• _EXERCISE PROMPT_
Print the lines of the listing exactly as they stand, starting at the line that contains "Objective — for every instance of the white plate, mark" and ending at the last line of the listing, both included.

• _DATASET CONTENT_
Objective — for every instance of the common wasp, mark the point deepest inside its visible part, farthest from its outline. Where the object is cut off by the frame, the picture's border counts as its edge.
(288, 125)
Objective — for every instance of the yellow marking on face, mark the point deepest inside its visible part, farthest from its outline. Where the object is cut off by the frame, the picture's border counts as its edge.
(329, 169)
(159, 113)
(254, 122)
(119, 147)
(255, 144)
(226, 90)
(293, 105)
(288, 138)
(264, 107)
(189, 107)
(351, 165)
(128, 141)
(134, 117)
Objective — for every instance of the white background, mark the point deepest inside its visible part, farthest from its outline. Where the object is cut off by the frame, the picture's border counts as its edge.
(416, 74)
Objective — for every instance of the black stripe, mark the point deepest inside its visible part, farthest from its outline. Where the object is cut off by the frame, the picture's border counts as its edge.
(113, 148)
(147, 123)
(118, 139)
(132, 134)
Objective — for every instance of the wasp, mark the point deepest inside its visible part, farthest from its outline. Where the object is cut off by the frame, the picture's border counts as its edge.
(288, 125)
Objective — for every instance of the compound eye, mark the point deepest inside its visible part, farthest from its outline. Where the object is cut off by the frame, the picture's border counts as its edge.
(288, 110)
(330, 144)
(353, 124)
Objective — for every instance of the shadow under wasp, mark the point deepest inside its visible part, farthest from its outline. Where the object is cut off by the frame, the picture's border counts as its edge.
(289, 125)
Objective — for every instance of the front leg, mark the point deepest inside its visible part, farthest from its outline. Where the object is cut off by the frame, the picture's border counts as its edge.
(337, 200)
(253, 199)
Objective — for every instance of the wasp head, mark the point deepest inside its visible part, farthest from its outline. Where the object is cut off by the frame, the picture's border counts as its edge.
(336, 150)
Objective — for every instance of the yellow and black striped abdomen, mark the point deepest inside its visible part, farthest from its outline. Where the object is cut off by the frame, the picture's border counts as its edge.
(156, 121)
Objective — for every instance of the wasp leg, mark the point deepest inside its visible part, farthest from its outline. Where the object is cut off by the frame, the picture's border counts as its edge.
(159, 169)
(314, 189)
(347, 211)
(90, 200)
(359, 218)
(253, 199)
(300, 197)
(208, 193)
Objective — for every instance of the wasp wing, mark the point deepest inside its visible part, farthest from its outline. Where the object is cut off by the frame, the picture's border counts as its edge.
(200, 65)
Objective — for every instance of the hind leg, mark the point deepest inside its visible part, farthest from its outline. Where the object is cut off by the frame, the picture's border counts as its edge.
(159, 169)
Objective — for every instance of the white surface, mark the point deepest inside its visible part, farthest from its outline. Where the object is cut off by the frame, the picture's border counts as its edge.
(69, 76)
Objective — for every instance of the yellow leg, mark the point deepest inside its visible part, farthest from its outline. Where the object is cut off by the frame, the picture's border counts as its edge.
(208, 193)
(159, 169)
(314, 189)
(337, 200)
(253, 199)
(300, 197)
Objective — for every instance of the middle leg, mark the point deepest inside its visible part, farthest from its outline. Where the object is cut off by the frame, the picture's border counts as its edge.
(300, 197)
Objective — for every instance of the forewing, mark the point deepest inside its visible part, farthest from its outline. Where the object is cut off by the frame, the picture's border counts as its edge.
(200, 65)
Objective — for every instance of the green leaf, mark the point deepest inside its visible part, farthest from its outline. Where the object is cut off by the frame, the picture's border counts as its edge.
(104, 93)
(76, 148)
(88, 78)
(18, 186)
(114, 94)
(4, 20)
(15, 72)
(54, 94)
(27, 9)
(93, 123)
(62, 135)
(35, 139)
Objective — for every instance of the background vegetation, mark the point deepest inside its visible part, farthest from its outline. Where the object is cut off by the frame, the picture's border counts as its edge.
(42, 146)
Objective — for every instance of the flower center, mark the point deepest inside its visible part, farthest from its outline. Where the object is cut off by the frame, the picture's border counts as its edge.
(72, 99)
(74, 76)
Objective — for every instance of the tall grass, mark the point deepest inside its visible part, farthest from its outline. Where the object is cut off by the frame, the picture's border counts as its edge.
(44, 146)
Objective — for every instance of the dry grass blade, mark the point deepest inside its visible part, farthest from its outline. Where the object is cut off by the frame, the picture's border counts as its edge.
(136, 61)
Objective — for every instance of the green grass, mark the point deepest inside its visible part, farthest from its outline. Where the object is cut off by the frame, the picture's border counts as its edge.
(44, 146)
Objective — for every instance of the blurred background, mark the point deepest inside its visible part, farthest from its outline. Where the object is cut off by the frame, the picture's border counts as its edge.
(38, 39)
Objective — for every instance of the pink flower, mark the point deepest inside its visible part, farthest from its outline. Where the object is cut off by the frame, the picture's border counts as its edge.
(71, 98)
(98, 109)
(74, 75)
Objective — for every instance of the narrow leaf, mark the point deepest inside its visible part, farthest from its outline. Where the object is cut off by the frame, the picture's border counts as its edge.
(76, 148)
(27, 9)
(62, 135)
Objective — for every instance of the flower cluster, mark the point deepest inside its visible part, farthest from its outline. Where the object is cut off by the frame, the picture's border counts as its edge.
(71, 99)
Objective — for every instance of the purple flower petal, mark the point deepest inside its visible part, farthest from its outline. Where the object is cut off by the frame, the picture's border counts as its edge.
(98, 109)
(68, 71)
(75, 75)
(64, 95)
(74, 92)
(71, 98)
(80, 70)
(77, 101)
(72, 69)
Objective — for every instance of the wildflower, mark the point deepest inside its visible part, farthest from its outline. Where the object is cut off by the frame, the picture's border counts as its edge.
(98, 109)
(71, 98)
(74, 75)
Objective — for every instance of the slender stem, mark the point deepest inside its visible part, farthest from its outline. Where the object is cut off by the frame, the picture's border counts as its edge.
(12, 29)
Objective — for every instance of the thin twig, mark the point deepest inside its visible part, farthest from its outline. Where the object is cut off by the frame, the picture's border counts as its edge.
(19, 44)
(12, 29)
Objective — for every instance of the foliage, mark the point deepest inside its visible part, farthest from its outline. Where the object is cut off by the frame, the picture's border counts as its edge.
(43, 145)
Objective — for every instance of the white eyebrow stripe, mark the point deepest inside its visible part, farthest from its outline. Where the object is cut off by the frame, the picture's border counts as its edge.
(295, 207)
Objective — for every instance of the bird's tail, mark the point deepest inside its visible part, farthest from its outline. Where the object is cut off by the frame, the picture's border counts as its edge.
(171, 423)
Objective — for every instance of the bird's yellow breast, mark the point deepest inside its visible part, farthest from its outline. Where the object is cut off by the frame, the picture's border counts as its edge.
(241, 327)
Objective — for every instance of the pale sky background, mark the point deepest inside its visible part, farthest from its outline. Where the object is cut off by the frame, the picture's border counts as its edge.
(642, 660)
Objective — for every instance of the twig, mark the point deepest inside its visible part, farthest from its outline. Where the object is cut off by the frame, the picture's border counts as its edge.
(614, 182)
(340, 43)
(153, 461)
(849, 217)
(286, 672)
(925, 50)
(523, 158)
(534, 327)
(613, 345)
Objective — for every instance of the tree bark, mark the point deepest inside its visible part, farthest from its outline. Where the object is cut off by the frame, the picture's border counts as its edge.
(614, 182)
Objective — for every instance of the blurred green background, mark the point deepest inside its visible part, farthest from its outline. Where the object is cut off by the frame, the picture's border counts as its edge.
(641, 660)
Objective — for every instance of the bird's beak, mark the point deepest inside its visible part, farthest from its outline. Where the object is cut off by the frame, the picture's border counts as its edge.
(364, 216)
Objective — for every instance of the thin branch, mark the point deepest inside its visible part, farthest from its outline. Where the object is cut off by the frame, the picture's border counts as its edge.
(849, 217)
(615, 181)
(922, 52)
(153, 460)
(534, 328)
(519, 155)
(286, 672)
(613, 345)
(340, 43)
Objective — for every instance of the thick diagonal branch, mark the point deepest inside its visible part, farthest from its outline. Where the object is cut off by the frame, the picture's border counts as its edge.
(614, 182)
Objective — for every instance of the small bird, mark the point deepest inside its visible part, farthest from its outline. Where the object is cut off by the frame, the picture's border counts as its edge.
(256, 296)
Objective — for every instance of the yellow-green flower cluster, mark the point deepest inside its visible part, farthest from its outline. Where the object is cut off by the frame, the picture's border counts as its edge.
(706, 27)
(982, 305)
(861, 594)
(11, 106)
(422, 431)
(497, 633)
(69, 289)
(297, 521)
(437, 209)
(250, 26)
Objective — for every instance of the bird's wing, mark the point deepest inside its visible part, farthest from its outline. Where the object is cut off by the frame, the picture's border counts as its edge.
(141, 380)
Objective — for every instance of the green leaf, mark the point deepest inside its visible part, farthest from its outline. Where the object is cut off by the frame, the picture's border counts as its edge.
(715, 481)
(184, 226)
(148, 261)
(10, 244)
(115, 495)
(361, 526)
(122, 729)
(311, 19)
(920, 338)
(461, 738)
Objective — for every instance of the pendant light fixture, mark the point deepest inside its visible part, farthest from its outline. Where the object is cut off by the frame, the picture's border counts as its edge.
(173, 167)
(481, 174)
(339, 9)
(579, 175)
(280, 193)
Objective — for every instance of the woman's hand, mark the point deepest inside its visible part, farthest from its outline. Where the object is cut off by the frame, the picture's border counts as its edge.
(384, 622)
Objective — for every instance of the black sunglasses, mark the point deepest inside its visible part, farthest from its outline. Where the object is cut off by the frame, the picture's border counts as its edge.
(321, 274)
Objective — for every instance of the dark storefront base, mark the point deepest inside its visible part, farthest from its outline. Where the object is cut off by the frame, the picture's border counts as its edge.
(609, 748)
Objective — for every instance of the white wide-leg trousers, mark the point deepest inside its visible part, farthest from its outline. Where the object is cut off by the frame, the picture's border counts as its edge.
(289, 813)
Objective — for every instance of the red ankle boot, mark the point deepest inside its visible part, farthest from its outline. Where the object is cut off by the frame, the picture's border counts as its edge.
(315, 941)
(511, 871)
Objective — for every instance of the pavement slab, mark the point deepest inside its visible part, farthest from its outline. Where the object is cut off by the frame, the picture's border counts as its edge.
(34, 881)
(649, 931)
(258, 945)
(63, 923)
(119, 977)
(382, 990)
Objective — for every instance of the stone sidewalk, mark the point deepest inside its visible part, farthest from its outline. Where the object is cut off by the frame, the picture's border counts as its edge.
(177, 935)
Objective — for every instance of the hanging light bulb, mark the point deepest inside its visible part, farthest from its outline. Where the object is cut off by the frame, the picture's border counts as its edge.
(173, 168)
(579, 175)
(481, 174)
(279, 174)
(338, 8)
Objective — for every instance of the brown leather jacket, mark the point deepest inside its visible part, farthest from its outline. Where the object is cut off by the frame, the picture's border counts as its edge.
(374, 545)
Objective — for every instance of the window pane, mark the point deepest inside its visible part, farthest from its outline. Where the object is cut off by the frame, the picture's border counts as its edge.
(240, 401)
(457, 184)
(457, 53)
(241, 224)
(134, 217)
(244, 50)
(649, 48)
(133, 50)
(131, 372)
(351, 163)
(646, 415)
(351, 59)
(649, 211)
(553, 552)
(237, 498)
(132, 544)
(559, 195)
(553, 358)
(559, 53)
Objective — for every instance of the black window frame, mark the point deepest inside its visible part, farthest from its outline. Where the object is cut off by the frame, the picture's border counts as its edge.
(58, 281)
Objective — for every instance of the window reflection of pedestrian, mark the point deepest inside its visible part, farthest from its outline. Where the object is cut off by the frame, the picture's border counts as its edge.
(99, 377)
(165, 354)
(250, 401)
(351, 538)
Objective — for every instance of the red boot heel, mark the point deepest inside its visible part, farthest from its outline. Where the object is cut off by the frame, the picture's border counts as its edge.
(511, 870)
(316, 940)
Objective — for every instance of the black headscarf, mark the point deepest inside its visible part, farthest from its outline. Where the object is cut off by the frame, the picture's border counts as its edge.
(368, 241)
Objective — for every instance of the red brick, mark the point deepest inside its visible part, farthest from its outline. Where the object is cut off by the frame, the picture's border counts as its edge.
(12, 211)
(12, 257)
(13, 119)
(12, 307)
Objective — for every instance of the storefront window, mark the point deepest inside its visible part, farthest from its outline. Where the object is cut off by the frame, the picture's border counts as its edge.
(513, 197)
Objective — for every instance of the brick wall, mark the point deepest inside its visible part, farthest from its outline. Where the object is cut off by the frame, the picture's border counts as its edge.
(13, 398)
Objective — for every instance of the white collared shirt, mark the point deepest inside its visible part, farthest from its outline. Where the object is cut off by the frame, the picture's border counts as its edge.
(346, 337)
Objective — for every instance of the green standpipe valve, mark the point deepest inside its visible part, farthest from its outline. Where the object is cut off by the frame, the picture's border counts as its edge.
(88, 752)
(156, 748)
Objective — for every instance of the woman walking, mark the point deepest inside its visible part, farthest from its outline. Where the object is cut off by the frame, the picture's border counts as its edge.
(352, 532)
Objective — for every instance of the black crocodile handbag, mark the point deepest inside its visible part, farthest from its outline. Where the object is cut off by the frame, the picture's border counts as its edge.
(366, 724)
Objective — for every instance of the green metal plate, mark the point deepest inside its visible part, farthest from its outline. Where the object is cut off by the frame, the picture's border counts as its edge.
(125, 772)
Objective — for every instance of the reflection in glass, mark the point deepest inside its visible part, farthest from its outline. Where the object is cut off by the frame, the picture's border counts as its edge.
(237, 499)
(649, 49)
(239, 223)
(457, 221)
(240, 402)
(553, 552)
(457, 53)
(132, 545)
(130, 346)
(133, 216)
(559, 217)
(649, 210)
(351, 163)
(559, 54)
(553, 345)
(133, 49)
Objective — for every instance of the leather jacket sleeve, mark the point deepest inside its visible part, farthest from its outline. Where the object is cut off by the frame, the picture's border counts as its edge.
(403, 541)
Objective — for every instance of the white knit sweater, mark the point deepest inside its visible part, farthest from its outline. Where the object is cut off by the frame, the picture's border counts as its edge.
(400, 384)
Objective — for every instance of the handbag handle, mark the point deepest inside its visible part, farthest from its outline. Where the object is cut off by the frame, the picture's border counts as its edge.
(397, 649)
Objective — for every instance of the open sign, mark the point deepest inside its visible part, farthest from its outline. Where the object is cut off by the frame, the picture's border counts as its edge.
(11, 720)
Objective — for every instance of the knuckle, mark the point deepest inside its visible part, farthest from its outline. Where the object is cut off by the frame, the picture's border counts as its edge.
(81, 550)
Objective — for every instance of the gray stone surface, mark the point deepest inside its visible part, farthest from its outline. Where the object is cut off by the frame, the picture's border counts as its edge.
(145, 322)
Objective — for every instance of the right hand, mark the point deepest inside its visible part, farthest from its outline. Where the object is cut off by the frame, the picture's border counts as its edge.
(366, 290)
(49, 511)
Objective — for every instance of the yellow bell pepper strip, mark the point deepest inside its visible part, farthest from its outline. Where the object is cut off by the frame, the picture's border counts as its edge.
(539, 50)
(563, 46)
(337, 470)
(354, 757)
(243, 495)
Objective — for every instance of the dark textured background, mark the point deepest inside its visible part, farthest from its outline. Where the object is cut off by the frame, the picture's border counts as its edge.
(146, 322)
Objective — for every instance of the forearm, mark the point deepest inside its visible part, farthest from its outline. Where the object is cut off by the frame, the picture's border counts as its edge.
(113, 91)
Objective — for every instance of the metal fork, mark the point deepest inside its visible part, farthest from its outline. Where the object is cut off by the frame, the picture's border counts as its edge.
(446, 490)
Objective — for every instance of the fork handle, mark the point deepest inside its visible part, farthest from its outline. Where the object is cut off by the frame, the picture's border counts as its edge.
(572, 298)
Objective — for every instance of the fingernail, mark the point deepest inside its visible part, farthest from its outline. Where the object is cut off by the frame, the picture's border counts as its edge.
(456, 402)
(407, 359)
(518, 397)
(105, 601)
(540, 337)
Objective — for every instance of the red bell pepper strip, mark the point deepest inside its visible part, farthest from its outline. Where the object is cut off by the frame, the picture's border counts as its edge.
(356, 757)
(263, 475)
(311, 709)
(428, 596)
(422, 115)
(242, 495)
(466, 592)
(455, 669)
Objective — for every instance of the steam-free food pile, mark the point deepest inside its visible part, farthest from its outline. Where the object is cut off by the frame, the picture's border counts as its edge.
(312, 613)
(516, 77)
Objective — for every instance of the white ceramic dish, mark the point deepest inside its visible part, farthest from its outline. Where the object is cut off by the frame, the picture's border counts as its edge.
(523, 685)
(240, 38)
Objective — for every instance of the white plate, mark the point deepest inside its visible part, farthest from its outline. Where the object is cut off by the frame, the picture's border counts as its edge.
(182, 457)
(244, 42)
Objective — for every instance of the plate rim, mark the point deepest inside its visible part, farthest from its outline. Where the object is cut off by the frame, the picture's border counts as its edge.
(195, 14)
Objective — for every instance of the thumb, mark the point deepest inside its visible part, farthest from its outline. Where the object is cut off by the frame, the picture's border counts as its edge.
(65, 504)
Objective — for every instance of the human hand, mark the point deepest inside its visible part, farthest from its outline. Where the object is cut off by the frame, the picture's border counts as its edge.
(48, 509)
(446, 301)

• _RESPONSE TO THE EXERCISE_
Objective — for every instance of the white plate, mark the point deepest inside its visible part, farthest from its outline. Where the object is cut off by the frame, the picture's border counts as its edge.
(182, 457)
(244, 42)
Objective — for every instance of the plate rim, mark the point deepest inside its visible part, farthest from its outline. Where the object is cut off by the frame, the picture's border counts as its edge.
(195, 14)
Objective — for every instance of the thumb, mark the point deepest inside its visible part, farthest from its outline. Where the object is cut off by the frame, the picture's border counts as its edge.
(65, 504)
Objective — for every instance of the human hand, mark the point deepest inside its visible part, farthest from its outline. Where the object is cut off by the frame, the picture's border counts as its edge.
(48, 509)
(446, 301)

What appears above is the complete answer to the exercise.